= I TUOI COMPITI =
A – Rispondi a queste domande sul testo dedicato alla moda second hand:
(i) Quanti iscritti e in quanti paesi conta Vestiaire Collective?
(ii) Qual è la crescita media prevista nei prossimi anni per il mercato della moda second hand?
(iii) Quante nuove piattaforme di moda pre-loved sono andate live tra il 2019 e il 2021?
B – Scrivi il seguito del testo sulla moda second hand, partendo subito dopo la sua ultima frase, per favore.

= BLOCCO DI TESTO =
----
Di vintage e second hand (o seconda mano o usato o pre-loved come preferite chiamarla), qui nel blog, parliamo spesso perché sono due pratiche che incentivano il riuso e riducono gli sprechi, salvando i nostri armadi, e non solo, da pericolosi assembramenti.

Entrambi hanno preso sempre più piede, soprattutto con la pandemia che ci ha portato a rivedere le nostre abitudini di consumo e si sono diffusi molto tra i più giovani, dai Millennial agli Zoomer, che lo scelgono perché sono “smart & cool”.

Concentriamoci soprattutto sulla moda pre-loved (perché il vintage non è per forza usato, anzi, il più delle volte è nuovo e la sua particolarità è la ricercatezza, l’essere un pezzo unico o raro appartenente a un’altra epoca); uno studio di una delle più gettonate piattaforme di vendita/acquisto di usato, Vestiaire Collective, che vanta 11 milioni di iscritti in 80 paesi, e del Boston Consulting Group ha stimato che oggi il mercato della moda second hand rappresenti globalmente 40 miliardi di dollari e la sua crescita media prevista nei prossimi anni è del 15%-20%.

Sempre secondo il Boston Consulting Group, una delle motivazioni di acquisto del second hand sarebbe quella di trovare capi unici e un’ampia varietà di stili e marchi a prezzi convenienti ma c’è anche chi lo fa per motivi di consapevolezza ambientale.

Motivazioni a parte, tra il 2019 e il 2021, quindi appunto in tutto il periodo che copre la pandemia, sono andate live almeno 13 nuove piattaforme dedicate alla moda pre-loved, in una rincorsa che ha coinvolto consumatori, marchi e investitori.
----
= DATI GREZZI =
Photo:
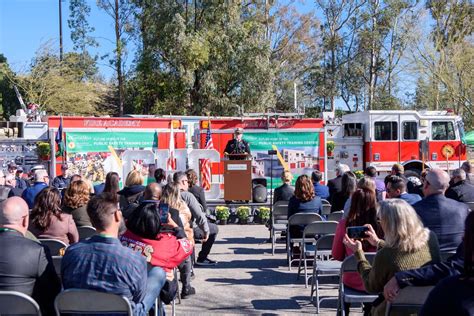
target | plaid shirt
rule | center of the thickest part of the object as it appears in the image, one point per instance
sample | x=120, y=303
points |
x=103, y=264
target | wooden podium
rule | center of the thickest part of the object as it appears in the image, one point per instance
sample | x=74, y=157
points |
x=238, y=178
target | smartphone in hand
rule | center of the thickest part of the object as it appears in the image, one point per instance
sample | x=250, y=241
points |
x=357, y=232
x=164, y=211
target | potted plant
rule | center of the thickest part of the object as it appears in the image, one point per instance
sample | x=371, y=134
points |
----
= RISPOSTE PER COMPITO =
A –
(i) 11 milioni di iscritti in 80 paesi.
(ii) Tra il 15% e il 20%.
(iii) Almeno 13.

B –
Eppure, malgrado il successo di questa pratica, il futuro presenta molte incertezze e questo perché sul mercato si confrontano modelli di business molto diversi, la cui sostenibilità economica deve ancora essere dimostrata: sharing C2C (customer to customer, come ad esempio Vinted), intermediazione in conto vendita (i mercatini dell’usato come Mercatopoli), piattaforme di proprietà dei marchi (riservati ai prodotti del marchio o aperte) o indipendenti, insomma il panorama è vasto.

“Il raggiungimento di adeguati livelli di profitto resta una sfida aperta che le startup del settore e i relativi modelli di business sono ancora lontani dal vincere. Un esempio sono le tre piattaforme che finora si sono quotate in borsa: The RealReal, Poshmark e ThreadUp, nessuna di esse ha finora depositato bilanci senza perdite e il valore corrente delle loro azioni è oggi inferiore al prezzo di collocamento”.